▶ To do:
Report each line of the records below that contains the word "stone", reproducing every such line in full.

▶ Records to use:
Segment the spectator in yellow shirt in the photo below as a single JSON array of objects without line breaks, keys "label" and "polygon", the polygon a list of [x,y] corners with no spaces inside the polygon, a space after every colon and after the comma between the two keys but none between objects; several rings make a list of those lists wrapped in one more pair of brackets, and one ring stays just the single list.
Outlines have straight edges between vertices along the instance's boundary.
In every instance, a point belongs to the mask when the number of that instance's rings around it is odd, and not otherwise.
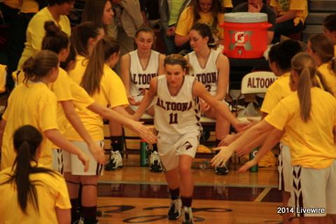
[{"label": "spectator in yellow shirt", "polygon": [[308,41],[307,52],[318,66],[323,88],[336,97],[336,59],[332,43],[323,34],[314,35]]},{"label": "spectator in yellow shirt", "polygon": [[307,0],[271,0],[270,5],[277,13],[273,43],[278,42],[281,35],[302,31],[308,15]]},{"label": "spectator in yellow shirt", "polygon": [[[264,120],[239,139],[221,148],[212,164],[226,161],[237,148],[272,131],[256,157],[240,169],[244,172],[258,163],[286,130],[293,166],[290,202],[293,211],[300,217],[300,223],[326,223],[327,214],[335,223],[336,99],[317,87],[316,74],[316,67],[309,55],[296,55],[292,59],[290,83],[295,92],[283,99]],[[314,214],[297,212],[313,207],[325,210]]]},{"label": "spectator in yellow shirt", "polygon": [[[42,134],[24,125],[13,135],[14,164],[0,172],[0,223],[69,223],[64,179],[37,162]],[[13,214],[15,212],[15,214]]]},{"label": "spectator in yellow shirt", "polygon": [[221,4],[217,0],[196,0],[192,4],[183,10],[180,15],[175,30],[175,45],[182,46],[190,41],[189,31],[197,22],[205,23],[211,29],[215,37],[215,43],[224,37],[224,31],[220,24],[224,22],[224,8],[232,8],[231,1],[224,1]]},{"label": "spectator in yellow shirt", "polygon": [[324,34],[334,45],[334,54],[336,57],[336,13],[328,15],[323,20]]},{"label": "spectator in yellow shirt", "polygon": [[53,21],[68,36],[71,34],[69,15],[74,8],[74,0],[48,0],[49,6],[38,11],[30,20],[26,32],[26,43],[18,65],[20,69],[23,63],[41,50],[42,39],[46,34],[44,23]]}]

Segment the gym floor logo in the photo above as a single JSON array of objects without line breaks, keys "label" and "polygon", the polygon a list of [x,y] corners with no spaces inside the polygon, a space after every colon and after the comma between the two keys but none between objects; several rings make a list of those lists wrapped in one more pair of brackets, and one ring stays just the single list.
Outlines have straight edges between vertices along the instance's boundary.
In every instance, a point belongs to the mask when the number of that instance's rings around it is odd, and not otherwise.
[{"label": "gym floor logo", "polygon": [[[164,209],[164,212],[166,213],[168,211],[169,207],[167,206],[152,206],[144,208],[144,211],[153,211],[157,209]],[[132,205],[106,205],[106,206],[100,206],[97,208],[99,210],[102,210],[102,217],[112,217],[112,214],[121,213],[125,211],[131,211],[135,209],[134,206]],[[205,207],[205,208],[192,208],[192,214],[197,214],[200,211],[205,212],[211,212],[211,213],[223,213],[223,212],[231,212],[232,209],[225,209],[225,208],[211,208],[211,207]],[[167,214],[162,215],[149,215],[149,216],[134,216],[125,218],[122,220],[122,223],[150,223],[151,222],[155,222],[160,220],[167,220],[168,216]],[[204,222],[205,219],[202,217],[195,216],[195,222]]]}]

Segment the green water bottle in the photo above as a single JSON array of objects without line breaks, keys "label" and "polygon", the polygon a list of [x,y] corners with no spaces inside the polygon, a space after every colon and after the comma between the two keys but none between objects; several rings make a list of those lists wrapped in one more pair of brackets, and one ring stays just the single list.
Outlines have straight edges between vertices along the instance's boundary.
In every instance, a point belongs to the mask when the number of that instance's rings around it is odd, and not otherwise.
[{"label": "green water bottle", "polygon": [[140,141],[140,166],[148,166],[148,144],[144,139]]},{"label": "green water bottle", "polygon": [[[250,153],[250,160],[253,160],[256,155],[258,153],[258,148],[253,148],[252,151]],[[250,172],[256,173],[258,172],[258,164],[255,166],[253,166],[249,169]]]}]

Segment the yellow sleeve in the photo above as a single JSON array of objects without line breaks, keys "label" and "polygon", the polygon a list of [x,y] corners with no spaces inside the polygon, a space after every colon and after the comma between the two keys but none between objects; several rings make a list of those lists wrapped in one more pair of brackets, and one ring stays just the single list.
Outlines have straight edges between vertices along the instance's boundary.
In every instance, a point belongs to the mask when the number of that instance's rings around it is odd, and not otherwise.
[{"label": "yellow sleeve", "polygon": [[56,181],[59,184],[56,188],[57,195],[55,206],[61,209],[69,209],[71,208],[71,204],[65,181],[63,177],[58,176]]},{"label": "yellow sleeve", "polygon": [[86,108],[94,102],[88,92],[78,84],[69,78],[70,88],[71,89],[73,102],[77,108]]},{"label": "yellow sleeve", "polygon": [[[42,40],[46,36],[46,31],[44,30],[43,18],[33,18],[30,20],[27,29],[27,36],[30,36],[30,43],[34,52],[41,50],[42,46]],[[29,39],[27,38],[27,39]]]},{"label": "yellow sleeve", "polygon": [[73,99],[69,80],[66,72],[59,69],[57,78],[50,84],[50,90],[55,93],[57,102]]},{"label": "yellow sleeve", "polygon": [[190,6],[187,7],[181,13],[175,33],[183,36],[188,36],[193,21],[192,9]]},{"label": "yellow sleeve", "polygon": [[223,0],[222,3],[224,8],[233,8],[232,1],[231,0]]},{"label": "yellow sleeve", "polygon": [[50,92],[41,97],[38,105],[38,127],[43,132],[49,130],[58,129],[56,97]]},{"label": "yellow sleeve", "polygon": [[276,106],[265,118],[265,120],[279,130],[283,130],[290,118],[290,111],[282,99]]},{"label": "yellow sleeve", "polygon": [[306,10],[307,0],[291,0],[289,4],[289,10]]},{"label": "yellow sleeve", "polygon": [[105,84],[108,86],[106,88],[106,92],[111,107],[128,105],[126,90],[121,78],[113,71],[111,73],[108,73],[108,74],[109,76],[106,79],[107,83]]},{"label": "yellow sleeve", "polygon": [[274,83],[270,86],[266,92],[262,105],[261,106],[260,111],[262,112],[270,113],[275,108],[281,99],[281,97],[279,95],[279,91],[281,91],[281,90],[278,88],[276,83]]}]

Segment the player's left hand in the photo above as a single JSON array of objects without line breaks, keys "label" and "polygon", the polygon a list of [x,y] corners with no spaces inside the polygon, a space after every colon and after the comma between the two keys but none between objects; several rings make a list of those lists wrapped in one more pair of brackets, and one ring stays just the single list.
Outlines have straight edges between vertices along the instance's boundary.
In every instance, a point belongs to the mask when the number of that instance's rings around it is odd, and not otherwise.
[{"label": "player's left hand", "polygon": [[213,167],[221,167],[230,159],[234,150],[227,146],[214,148],[215,150],[220,150],[212,158],[211,162]]},{"label": "player's left hand", "polygon": [[244,165],[242,165],[239,169],[238,169],[239,173],[244,173],[246,172],[248,169],[251,167],[258,164],[258,161],[255,158],[253,160],[246,162]]}]

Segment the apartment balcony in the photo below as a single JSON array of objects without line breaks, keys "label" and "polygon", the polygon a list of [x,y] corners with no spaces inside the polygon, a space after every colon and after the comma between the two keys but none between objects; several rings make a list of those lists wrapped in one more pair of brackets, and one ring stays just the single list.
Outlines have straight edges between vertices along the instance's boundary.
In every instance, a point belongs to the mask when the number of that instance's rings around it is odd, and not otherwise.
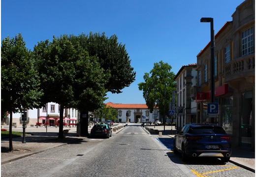
[{"label": "apartment balcony", "polygon": [[224,82],[244,80],[255,77],[255,55],[242,57],[234,59],[224,66]]}]

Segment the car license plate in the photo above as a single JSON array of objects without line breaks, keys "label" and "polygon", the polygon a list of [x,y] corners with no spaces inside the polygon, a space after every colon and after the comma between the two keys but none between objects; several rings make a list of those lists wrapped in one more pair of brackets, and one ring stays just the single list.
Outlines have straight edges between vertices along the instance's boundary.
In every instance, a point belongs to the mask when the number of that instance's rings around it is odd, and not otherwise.
[{"label": "car license plate", "polygon": [[219,148],[218,145],[206,145],[205,146],[206,148]]}]

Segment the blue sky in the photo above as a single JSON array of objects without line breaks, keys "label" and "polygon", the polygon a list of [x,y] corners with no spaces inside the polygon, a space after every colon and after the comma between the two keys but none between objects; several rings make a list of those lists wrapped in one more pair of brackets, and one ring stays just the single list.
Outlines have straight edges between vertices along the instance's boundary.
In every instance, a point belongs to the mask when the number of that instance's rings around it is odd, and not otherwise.
[{"label": "blue sky", "polygon": [[154,63],[162,60],[175,74],[196,62],[196,56],[244,0],[1,0],[1,40],[21,33],[32,50],[54,35],[105,32],[126,45],[136,80],[120,94],[108,93],[105,102],[145,103],[138,84]]}]

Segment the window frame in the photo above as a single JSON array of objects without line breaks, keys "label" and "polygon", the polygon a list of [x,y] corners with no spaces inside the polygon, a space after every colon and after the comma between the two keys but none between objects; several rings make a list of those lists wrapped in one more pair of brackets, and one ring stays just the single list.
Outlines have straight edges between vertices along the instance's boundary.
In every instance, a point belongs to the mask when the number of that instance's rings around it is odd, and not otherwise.
[{"label": "window frame", "polygon": [[224,58],[225,59],[225,64],[228,63],[231,60],[231,46],[228,45],[225,47],[224,50]]},{"label": "window frame", "polygon": [[207,64],[204,65],[204,81],[206,83],[208,82],[208,65]]},{"label": "window frame", "polygon": [[[248,34],[249,33],[249,34]],[[254,53],[254,28],[251,27],[241,33],[242,56],[246,56]]]},{"label": "window frame", "polygon": [[55,105],[51,104],[51,113],[55,113]]}]

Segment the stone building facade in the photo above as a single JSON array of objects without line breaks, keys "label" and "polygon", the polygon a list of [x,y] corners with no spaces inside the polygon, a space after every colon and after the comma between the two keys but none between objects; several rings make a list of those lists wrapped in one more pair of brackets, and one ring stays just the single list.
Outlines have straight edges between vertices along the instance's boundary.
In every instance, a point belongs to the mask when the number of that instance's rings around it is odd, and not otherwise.
[{"label": "stone building facade", "polygon": [[[246,0],[215,37],[215,103],[219,114],[210,117],[210,43],[197,56],[197,122],[217,123],[232,146],[255,149],[255,2]],[[203,95],[200,97],[199,93]],[[202,94],[201,93],[203,93]]]}]

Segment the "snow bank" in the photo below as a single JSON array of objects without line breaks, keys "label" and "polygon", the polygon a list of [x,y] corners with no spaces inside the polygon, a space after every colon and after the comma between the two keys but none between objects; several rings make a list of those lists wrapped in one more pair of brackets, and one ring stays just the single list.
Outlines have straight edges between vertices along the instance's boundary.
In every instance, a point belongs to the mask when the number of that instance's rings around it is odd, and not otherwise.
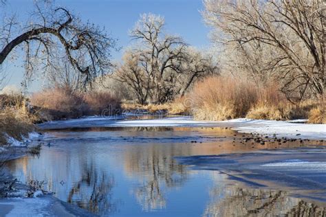
[{"label": "snow bank", "polygon": [[289,122],[239,118],[222,122],[195,121],[190,116],[146,119],[123,119],[122,117],[91,117],[66,121],[56,121],[39,125],[43,129],[83,127],[230,127],[241,133],[274,134],[288,138],[326,139],[326,124],[303,124],[305,119]]},{"label": "snow bank", "polygon": [[[1,201],[0,205],[12,207],[6,216],[50,216],[50,203],[43,198],[14,198]],[[1,211],[0,210],[0,214]]]},{"label": "snow bank", "polygon": [[237,119],[228,121],[237,123],[233,128],[241,133],[259,133],[268,135],[276,134],[289,138],[326,139],[326,124],[298,124],[291,122],[263,119]]}]

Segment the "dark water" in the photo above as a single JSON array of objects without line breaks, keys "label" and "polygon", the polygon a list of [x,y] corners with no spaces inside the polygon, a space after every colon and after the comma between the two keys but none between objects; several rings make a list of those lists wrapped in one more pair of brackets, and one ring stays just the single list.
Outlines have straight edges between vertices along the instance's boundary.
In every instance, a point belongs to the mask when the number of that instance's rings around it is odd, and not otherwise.
[{"label": "dark water", "polygon": [[[232,130],[212,127],[72,128],[47,131],[39,156],[24,157],[8,166],[21,181],[45,181],[45,189],[61,200],[100,215],[325,215],[323,189],[256,179],[264,176],[255,173],[257,166],[300,157],[290,153],[266,158],[265,152],[280,154],[266,150],[275,144],[240,143],[242,135]],[[277,150],[303,150],[298,143],[282,146]],[[257,151],[262,155],[252,155]],[[314,161],[323,161],[323,153]],[[270,165],[272,170],[278,165]],[[325,174],[325,168],[319,169],[310,175]],[[281,173],[278,170],[273,171]],[[317,179],[323,188],[325,176],[320,177],[324,179]]]}]

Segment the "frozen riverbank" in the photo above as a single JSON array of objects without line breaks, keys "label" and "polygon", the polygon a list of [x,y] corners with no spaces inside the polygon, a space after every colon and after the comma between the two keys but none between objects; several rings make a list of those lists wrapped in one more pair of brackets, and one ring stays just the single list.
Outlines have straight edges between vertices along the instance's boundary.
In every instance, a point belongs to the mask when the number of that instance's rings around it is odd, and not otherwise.
[{"label": "frozen riverbank", "polygon": [[123,117],[85,117],[56,121],[39,124],[41,129],[63,129],[91,127],[229,127],[246,133],[276,135],[288,138],[324,139],[326,124],[296,123],[294,121],[254,120],[235,119],[223,122],[196,121],[191,117],[162,117],[146,119],[124,119]]},{"label": "frozen riverbank", "polygon": [[8,198],[0,200],[0,216],[94,216],[77,206],[51,195],[39,198]]}]

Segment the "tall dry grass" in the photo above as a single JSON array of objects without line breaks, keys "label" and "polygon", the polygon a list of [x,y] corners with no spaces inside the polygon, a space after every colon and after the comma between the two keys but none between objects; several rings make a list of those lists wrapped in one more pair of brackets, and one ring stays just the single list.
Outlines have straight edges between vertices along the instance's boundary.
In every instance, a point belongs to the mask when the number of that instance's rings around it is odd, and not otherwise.
[{"label": "tall dry grass", "polygon": [[104,109],[113,113],[120,106],[120,100],[110,93],[78,92],[69,87],[45,89],[33,94],[30,101],[45,120],[100,115]]},{"label": "tall dry grass", "polygon": [[231,77],[213,77],[195,85],[191,93],[197,119],[225,120],[237,117],[287,120],[308,118],[324,121],[325,103],[306,100],[292,104],[276,84],[258,87]]},{"label": "tall dry grass", "polygon": [[0,99],[0,145],[7,144],[8,137],[21,140],[35,130],[35,116],[28,108],[28,100],[21,95],[2,95]]},{"label": "tall dry grass", "polygon": [[197,119],[225,120],[244,117],[258,100],[257,89],[246,80],[211,77],[197,83],[191,93]]}]

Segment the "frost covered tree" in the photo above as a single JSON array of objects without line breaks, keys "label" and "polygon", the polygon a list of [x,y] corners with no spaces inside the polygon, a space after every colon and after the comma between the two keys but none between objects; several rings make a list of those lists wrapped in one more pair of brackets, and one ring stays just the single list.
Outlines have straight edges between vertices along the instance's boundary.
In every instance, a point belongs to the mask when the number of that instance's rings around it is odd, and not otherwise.
[{"label": "frost covered tree", "polygon": [[[205,0],[203,14],[213,39],[233,69],[272,78],[294,102],[324,94],[325,3],[323,0]],[[230,49],[232,50],[230,50]]]},{"label": "frost covered tree", "polygon": [[[6,1],[0,7],[6,11],[3,8],[8,4]],[[14,14],[0,19],[0,65],[18,58],[22,49],[27,78],[36,71],[56,69],[58,61],[69,62],[85,86],[110,72],[110,50],[115,40],[103,28],[82,22],[52,1],[36,1],[34,11],[25,22],[20,22]]]},{"label": "frost covered tree", "polygon": [[179,37],[166,34],[161,16],[140,16],[115,76],[134,91],[140,103],[164,103],[185,91],[197,79],[217,71],[210,56],[195,50]]}]

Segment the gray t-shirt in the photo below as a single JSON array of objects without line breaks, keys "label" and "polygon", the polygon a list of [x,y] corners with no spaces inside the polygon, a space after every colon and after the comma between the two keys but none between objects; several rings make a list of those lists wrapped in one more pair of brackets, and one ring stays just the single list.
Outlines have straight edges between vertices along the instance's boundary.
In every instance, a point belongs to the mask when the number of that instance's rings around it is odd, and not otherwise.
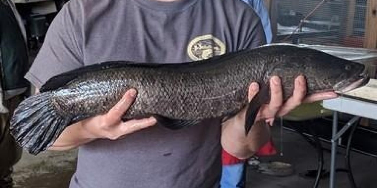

▶ Exercise output:
Segment the stone building facade in the photo above as a single JSON array of objects without line breaks, keys "label" and "polygon", the polygon a list of [x,y] corners with no spaces inside the polygon, a space after every colon and after the comma between the two keys but none between objects; several rings make a list of those lists wrapped in one more pair of brackets, and one ring stays just the single list.
[{"label": "stone building facade", "polygon": [[[246,0],[215,37],[215,103],[219,114],[210,117],[210,43],[197,56],[197,122],[217,123],[232,146],[255,149],[255,2]],[[203,95],[200,97],[199,93]],[[202,94],[201,93],[203,93]]]}]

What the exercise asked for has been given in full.